:: SOURCE MATERIAL ::
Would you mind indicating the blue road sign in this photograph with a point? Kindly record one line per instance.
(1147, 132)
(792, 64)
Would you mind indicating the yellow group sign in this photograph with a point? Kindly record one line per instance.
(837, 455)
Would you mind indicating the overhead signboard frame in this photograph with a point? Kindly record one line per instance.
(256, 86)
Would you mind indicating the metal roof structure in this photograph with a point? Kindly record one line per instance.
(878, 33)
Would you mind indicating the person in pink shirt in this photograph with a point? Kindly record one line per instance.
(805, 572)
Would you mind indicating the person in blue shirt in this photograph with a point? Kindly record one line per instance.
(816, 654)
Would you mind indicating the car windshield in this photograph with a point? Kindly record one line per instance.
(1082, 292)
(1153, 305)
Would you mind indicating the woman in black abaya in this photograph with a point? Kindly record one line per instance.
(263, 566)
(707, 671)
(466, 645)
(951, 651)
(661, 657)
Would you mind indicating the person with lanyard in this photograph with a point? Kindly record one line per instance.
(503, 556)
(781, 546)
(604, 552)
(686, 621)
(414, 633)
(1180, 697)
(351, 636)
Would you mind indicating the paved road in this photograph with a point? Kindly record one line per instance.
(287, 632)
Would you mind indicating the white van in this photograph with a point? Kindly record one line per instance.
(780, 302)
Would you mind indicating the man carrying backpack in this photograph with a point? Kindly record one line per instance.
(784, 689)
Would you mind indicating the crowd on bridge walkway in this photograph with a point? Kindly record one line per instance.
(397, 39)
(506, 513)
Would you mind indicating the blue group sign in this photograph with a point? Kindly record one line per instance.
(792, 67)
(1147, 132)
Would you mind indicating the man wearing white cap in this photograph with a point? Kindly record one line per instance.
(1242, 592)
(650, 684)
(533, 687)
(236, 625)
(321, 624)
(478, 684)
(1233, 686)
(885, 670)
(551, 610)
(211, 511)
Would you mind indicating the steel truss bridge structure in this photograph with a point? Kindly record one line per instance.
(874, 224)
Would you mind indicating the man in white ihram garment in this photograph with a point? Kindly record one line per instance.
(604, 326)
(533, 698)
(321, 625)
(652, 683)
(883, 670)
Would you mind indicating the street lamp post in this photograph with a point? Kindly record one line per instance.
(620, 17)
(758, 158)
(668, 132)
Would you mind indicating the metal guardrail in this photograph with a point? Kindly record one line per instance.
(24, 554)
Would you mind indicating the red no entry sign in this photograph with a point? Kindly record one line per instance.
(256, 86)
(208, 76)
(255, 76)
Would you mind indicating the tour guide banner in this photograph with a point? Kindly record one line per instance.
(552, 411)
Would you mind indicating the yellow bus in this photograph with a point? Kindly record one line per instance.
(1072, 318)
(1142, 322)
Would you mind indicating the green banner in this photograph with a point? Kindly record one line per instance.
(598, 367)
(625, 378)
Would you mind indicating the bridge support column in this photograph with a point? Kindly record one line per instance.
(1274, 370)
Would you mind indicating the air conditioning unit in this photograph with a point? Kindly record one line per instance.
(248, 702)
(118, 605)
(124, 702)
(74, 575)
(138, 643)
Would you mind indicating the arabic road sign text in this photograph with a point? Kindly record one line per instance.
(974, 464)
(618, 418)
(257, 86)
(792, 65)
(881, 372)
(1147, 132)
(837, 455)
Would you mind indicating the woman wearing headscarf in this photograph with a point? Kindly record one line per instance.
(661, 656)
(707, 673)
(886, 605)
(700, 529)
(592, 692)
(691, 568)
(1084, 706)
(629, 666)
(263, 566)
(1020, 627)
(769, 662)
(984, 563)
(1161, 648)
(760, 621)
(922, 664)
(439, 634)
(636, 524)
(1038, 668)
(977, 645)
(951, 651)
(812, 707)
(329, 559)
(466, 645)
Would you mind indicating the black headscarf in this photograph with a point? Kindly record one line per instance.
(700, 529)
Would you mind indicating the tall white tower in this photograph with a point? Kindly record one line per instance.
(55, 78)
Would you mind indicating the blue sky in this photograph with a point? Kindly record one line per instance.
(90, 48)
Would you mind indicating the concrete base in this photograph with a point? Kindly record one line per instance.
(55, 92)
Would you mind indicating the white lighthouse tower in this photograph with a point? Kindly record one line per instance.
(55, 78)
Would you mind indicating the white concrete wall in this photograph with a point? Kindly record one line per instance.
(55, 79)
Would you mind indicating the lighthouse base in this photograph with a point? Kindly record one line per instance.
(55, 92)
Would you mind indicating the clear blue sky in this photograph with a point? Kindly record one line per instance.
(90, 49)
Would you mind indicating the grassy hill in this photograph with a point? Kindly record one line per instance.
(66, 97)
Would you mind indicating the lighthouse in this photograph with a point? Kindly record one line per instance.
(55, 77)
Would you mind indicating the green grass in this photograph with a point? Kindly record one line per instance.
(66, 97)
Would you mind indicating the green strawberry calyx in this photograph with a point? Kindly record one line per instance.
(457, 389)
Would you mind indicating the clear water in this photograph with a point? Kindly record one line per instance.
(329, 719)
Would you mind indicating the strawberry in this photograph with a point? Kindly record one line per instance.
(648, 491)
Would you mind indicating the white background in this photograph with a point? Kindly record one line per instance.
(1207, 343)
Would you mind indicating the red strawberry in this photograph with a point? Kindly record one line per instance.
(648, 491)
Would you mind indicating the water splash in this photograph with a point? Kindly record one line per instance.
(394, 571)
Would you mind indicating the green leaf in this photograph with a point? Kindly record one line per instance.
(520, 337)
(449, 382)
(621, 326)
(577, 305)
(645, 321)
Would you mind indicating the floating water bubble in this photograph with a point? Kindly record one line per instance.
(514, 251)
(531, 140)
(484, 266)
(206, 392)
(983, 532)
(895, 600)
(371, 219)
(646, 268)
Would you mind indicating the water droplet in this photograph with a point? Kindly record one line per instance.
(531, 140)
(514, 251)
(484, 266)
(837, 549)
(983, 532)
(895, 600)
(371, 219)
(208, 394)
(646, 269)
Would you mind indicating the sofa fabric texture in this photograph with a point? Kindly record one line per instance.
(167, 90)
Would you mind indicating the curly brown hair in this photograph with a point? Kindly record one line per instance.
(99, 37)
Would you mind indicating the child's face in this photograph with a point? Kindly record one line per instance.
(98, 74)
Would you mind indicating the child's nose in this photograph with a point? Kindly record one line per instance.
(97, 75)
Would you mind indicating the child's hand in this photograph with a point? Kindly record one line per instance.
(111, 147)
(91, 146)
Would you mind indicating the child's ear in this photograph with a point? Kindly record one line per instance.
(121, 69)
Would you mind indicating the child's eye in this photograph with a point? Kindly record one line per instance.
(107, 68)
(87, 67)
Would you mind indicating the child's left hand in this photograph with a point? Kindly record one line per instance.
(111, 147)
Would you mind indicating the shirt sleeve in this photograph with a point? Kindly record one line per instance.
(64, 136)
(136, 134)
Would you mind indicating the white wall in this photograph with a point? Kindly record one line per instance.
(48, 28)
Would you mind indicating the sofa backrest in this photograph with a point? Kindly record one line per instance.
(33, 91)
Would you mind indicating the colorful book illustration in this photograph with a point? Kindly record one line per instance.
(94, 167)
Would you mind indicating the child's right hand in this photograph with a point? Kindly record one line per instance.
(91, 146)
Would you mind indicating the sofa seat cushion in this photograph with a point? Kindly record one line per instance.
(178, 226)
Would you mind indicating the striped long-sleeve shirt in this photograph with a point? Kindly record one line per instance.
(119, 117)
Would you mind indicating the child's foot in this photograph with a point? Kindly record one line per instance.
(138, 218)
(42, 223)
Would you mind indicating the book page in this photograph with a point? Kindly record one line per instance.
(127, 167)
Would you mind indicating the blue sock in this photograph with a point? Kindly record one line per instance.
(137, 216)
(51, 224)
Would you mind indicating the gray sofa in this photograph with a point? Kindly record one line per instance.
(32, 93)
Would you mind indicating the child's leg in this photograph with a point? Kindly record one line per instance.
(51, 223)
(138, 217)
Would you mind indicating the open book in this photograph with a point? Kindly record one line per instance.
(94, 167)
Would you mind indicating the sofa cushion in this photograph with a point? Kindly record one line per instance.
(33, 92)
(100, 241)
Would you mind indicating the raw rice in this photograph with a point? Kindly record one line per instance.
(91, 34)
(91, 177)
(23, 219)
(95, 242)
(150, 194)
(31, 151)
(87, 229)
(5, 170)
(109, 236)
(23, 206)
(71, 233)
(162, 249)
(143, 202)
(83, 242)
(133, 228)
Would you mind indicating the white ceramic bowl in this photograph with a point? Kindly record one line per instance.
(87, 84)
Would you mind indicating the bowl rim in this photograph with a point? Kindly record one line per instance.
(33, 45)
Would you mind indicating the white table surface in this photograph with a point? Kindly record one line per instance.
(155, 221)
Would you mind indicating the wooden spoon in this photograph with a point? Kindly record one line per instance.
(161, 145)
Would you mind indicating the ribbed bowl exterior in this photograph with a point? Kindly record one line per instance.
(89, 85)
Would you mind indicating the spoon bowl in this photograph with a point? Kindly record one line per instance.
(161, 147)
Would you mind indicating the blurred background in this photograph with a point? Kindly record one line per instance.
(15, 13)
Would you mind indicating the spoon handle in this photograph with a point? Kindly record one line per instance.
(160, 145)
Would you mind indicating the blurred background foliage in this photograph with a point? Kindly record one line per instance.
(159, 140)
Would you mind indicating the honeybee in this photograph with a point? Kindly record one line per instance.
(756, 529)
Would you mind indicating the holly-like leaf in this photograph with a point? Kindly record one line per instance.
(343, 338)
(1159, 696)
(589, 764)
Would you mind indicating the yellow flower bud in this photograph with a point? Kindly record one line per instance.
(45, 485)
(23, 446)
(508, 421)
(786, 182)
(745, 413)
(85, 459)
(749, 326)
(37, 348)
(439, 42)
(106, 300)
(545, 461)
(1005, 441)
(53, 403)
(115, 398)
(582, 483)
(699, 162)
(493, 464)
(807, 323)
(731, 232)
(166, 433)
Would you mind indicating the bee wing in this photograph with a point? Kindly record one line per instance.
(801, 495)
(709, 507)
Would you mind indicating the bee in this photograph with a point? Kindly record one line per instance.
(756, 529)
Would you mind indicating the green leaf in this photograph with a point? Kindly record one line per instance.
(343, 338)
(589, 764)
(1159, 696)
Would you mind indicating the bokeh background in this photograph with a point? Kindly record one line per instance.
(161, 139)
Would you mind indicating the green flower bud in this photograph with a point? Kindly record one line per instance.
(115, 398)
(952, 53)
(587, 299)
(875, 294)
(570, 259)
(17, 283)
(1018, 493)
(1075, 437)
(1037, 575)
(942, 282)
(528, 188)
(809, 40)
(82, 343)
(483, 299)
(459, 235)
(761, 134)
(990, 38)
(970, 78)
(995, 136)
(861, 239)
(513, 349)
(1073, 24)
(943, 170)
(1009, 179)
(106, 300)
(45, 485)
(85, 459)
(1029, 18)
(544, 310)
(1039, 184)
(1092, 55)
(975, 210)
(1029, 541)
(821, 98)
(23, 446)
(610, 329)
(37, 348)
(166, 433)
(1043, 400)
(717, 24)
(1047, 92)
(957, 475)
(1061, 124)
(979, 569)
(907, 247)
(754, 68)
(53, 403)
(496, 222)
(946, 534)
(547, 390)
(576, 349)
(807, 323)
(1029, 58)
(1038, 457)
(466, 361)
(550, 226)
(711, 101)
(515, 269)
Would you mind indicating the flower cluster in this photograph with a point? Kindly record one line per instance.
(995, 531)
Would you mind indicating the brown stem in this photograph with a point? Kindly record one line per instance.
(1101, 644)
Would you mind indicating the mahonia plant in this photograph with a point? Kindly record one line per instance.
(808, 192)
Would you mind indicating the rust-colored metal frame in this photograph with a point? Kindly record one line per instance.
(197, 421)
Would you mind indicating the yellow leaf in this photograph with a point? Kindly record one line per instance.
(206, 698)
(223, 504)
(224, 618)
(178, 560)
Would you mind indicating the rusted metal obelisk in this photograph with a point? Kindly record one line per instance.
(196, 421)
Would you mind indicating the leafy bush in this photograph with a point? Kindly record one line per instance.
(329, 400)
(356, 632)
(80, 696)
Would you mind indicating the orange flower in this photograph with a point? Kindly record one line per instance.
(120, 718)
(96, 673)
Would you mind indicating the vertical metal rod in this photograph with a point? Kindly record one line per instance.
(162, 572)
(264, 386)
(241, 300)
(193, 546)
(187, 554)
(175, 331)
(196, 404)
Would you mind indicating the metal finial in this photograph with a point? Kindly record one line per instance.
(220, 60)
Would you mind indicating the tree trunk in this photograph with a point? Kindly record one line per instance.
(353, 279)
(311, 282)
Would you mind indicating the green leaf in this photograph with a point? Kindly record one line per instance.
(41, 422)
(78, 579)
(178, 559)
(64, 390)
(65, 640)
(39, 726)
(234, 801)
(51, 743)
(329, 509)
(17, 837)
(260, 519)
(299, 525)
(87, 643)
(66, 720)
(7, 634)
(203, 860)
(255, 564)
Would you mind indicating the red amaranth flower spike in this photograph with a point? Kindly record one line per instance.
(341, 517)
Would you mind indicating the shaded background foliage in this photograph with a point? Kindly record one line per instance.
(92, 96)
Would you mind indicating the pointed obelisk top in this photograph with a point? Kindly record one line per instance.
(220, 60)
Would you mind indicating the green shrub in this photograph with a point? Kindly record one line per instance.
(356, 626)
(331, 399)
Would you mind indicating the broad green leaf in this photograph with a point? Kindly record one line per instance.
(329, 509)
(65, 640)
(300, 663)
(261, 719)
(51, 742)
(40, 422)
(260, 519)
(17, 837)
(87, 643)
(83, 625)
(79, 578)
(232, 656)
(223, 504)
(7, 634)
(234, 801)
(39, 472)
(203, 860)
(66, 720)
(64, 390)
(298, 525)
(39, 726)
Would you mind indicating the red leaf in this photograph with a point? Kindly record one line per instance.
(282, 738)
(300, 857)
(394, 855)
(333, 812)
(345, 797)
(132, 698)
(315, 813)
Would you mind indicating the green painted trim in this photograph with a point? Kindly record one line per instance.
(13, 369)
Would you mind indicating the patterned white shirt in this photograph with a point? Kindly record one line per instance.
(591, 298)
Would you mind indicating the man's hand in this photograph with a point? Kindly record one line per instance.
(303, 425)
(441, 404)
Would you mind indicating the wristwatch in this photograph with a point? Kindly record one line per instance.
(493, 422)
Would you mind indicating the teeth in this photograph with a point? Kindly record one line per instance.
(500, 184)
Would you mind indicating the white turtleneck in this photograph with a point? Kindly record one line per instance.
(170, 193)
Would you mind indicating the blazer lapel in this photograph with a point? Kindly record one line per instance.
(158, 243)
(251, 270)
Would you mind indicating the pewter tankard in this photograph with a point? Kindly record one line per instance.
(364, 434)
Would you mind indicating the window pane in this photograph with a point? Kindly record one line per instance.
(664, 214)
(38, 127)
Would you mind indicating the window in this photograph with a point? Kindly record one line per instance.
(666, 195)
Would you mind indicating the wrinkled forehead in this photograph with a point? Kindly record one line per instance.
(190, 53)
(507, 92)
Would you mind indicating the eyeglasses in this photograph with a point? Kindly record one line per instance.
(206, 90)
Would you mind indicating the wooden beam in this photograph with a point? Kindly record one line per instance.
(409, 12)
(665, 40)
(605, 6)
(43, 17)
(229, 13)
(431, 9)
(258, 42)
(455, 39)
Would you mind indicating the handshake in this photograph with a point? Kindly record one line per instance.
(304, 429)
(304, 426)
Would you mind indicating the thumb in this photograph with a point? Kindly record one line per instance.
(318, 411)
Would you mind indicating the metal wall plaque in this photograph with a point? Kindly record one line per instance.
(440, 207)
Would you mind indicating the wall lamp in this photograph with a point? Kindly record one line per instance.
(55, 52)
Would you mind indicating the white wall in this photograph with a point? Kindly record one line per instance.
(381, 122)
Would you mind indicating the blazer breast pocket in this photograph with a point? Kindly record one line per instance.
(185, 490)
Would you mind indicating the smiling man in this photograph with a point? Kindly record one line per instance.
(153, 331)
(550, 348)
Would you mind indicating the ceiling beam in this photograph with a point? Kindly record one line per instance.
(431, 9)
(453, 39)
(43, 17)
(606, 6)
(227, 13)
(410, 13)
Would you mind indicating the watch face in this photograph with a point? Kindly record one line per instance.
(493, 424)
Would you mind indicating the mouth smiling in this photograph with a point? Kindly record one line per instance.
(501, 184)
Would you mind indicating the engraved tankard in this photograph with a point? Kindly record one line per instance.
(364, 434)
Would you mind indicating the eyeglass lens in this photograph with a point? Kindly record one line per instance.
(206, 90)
:::
» **HOW TO COMPLETE THIS TASK**
Please repeat each line from the one with "Would you mind indicating the wall" through the last line of the data above, and add nothing.

» **REPLY**
Would you mind indicating the wall lamp in this photograph with a point? Kindly record one line per instance.
(55, 52)
Would you mind indicating the white wall in this photograph with a point? Kindly record one line per instance.
(381, 122)
Would you mind indicating the blazer breast pocket in this photograph with a point? Kindly record one line per instance.
(185, 490)
Would you mind indicating the smiling man in this photograph with a point? Kindly record one line per instance.
(153, 331)
(550, 348)
Would you mind indicating the ceiling beam in this photograph with a point? Kindly record one line per instance.
(431, 9)
(453, 39)
(43, 17)
(606, 6)
(227, 13)
(410, 13)
Would you mind indicating the watch face in this photograph with a point? Kindly record one line per instance.
(493, 424)
Would you mind indicating the mouth smiling in this photograph with a point? Kindly record one line per instance.
(501, 184)
Would you mind indicating the engraved tankard in this photograph with a point? Kindly record one line per instance.
(364, 434)
Would you mind indicating the eyeglass lens in this photograph with a point? Kindly record one line per instance.
(206, 90)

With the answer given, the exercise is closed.